* Do this
Copy out the rows below verbatim, from the line that contains "For the scouting tally, point out every instance of the purple" through the final row, inclusive.

START

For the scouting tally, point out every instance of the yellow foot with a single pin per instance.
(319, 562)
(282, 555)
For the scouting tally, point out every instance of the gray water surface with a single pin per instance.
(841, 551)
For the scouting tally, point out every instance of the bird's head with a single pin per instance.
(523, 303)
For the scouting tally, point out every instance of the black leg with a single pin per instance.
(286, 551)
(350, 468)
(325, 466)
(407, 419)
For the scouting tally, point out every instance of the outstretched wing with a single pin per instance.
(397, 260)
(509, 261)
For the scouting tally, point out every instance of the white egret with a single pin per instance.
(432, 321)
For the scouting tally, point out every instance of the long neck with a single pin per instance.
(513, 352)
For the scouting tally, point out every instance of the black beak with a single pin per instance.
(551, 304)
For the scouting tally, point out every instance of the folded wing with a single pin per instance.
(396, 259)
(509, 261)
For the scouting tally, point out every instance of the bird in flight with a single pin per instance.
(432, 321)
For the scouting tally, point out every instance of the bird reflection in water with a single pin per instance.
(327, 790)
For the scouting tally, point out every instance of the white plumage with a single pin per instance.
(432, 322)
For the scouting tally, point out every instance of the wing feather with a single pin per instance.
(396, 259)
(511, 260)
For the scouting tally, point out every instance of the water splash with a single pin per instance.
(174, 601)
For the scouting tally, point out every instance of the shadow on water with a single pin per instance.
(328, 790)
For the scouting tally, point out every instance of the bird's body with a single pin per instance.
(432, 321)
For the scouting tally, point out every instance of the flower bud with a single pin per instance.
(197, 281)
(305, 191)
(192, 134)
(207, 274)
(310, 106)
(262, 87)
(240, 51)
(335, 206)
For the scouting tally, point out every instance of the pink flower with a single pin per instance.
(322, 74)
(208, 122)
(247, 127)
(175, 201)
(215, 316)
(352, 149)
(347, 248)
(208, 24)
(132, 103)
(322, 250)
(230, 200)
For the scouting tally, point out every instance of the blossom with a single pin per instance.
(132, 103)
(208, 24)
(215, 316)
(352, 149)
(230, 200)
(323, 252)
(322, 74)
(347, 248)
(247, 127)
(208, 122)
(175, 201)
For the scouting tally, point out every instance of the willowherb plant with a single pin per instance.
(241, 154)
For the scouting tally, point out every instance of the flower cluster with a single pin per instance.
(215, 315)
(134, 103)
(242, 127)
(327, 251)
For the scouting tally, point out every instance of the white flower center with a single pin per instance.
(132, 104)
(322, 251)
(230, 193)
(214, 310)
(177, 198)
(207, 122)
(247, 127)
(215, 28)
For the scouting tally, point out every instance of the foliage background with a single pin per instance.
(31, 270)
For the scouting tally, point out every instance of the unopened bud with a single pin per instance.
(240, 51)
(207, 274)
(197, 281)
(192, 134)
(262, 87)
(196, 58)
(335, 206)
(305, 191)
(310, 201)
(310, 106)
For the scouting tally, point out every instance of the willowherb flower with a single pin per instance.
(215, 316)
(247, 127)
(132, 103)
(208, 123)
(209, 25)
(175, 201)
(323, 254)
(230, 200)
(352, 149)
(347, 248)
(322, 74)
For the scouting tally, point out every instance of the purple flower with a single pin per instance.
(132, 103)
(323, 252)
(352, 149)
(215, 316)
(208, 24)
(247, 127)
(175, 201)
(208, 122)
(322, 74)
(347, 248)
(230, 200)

END

* The response
For the scouting tally, point out every instance of the purple flower with a single pin per instance.
(132, 103)
(323, 252)
(352, 149)
(215, 316)
(208, 24)
(247, 127)
(175, 201)
(208, 122)
(322, 74)
(347, 248)
(230, 200)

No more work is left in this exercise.